== TEXTABSCHNITT ==

Entspannt und frisch mit Pfarrer Kneipp
Tipp
Kennen Sie Bad Wörishofen, die frühere Wirkungsstätte von Pfarrer Kneipp? Hier hat er seine ganzheitliche Therapie entwickelt, die immer mehr Anhänger findet. Immer wenn ich in dieser hübschen Kurstadt unterwegs bin, nutze ich die Gelegenheit zu einem kalten Armbad, einer der Kneipp’schen Wasseranwendungen. Auf die wohltuende Wirkung mögen heute viele Menschen nicht mehr verzichten.
Das kalte Armbad eignet sich besonders, wenn Sie
- sich körperlich oder geistig erschöpft fühlen
- innere Unruhe spüren,
- einen zu hohen Blutdruck haben,
- müde und abgespannt sind,
- in Ihrer Leistungsfähigkeit geschwächt sind,
- sich beruhigen und anregen, aber nicht aufregen wollen.
So wird’s gemacht
- Sie benötigen eine kleine Wanne oder ein Waschbecken, in das Sie Ihre Arme tauchen können. Füllen Sie diesen Behälter mit kaltem Wasser (um die 12 Grad Celsius).
- Tauchen Sie Ihre Arme – wenn sie kalt sind, vorher erwärmen – bis zur Mitte der Oberarme in das Wasser. Dauer: maximal 30 Sekunden. Bei starkem Kältegefühl vorher beenden.
- Streifen Sie das Wasser mit den Händen ab und trocknen Sie die Arme, indem Sie sie pendelnd bewegen.

===

AUFGABE A =
Wie lange darf man die Arme laut dem Textabschnitt höchstens ins Wasser tauchen?
AUFGABE B =
Schreiben Sie aus dem Textabschnitt den Teil zwischen „Entspannt und frisch“ und „nicht mehr verzichten.“ einschließlich wortgetreu ab.
Halten Sie sich dabei nur an den Textabschnitt.

== ANGEZEIGTE ZEILEN ==

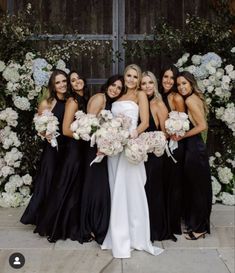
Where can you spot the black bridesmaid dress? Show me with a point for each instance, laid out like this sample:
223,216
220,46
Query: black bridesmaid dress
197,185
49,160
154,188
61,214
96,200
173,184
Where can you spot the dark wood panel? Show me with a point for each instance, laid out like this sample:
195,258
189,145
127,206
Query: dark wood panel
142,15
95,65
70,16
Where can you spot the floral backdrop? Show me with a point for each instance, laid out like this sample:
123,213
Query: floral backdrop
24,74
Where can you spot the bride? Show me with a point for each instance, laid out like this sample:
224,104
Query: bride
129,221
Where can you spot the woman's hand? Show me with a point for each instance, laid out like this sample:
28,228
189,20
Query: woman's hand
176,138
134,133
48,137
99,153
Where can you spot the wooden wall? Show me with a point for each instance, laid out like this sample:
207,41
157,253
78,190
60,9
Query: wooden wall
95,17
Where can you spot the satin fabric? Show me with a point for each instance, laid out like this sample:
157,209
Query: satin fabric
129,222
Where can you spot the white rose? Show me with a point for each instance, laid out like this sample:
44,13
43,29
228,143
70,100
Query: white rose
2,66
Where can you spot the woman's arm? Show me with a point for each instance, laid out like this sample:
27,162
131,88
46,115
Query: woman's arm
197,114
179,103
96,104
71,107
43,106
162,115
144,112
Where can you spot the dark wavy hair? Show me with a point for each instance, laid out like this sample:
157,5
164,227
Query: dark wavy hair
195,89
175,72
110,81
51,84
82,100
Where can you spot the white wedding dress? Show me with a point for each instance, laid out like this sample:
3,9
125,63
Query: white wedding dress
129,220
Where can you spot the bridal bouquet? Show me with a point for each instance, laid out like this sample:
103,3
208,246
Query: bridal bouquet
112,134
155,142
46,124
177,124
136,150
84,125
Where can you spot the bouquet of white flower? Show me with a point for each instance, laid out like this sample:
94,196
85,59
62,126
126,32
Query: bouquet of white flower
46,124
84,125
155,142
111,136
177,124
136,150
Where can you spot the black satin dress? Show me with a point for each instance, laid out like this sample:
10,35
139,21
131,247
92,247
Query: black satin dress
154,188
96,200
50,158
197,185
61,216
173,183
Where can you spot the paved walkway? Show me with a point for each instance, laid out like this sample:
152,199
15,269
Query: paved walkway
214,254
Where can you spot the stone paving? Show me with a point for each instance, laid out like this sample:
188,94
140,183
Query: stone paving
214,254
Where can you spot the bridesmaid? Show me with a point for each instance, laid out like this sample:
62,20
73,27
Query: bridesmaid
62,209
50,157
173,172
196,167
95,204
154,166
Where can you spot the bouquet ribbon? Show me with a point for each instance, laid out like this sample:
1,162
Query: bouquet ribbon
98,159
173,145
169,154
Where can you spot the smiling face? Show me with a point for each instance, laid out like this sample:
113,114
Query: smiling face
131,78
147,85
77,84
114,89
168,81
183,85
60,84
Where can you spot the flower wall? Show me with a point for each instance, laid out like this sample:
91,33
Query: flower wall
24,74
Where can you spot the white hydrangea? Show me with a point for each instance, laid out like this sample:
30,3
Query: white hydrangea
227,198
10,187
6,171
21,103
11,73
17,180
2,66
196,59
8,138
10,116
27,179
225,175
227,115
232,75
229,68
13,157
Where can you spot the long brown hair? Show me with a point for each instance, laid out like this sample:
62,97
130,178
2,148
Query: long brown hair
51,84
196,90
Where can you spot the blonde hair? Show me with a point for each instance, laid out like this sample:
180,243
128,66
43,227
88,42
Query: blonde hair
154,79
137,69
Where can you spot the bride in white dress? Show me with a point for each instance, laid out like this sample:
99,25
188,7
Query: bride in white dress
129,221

===
== ANGEZEIGTE ZEILEN ==

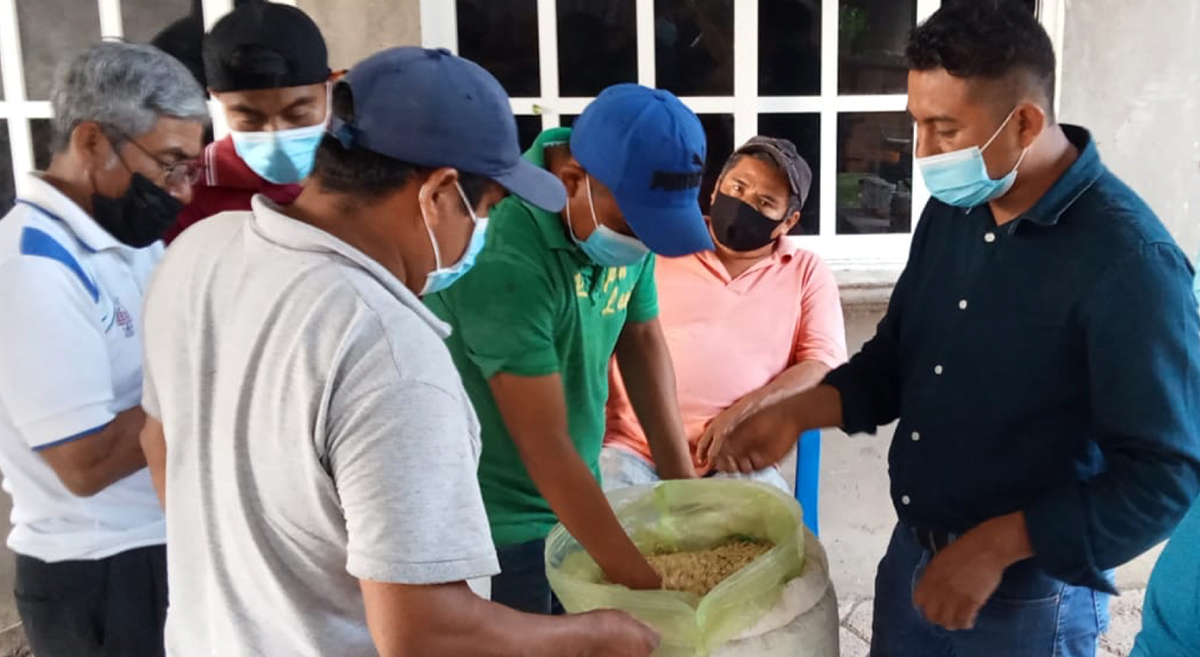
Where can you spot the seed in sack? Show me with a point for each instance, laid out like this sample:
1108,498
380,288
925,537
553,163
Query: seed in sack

===

ANTWORT A =
Höchstens 30 Sekunden.

ANTWORT B =
Entspannt und frisch mit Pfarrer Kneipp
Tipp
Kennen Sie Bad Wörishofen, die frühere Wirkungsstätte von Pfarrer Kneipp? Hier hat er seine ganzheitliche Therapie entwickelt, die immer mehr Anhänger findet. Immer wenn ich in dieser hübschen Kurstadt unterwegs bin, nutze ich die Gelegenheit zu einem kalten Armbad, einer der Kneipp’schen Wasseranwendungen. Auf die wohltuende Wirkung mögen heute viele Menschen nicht mehr verzichten.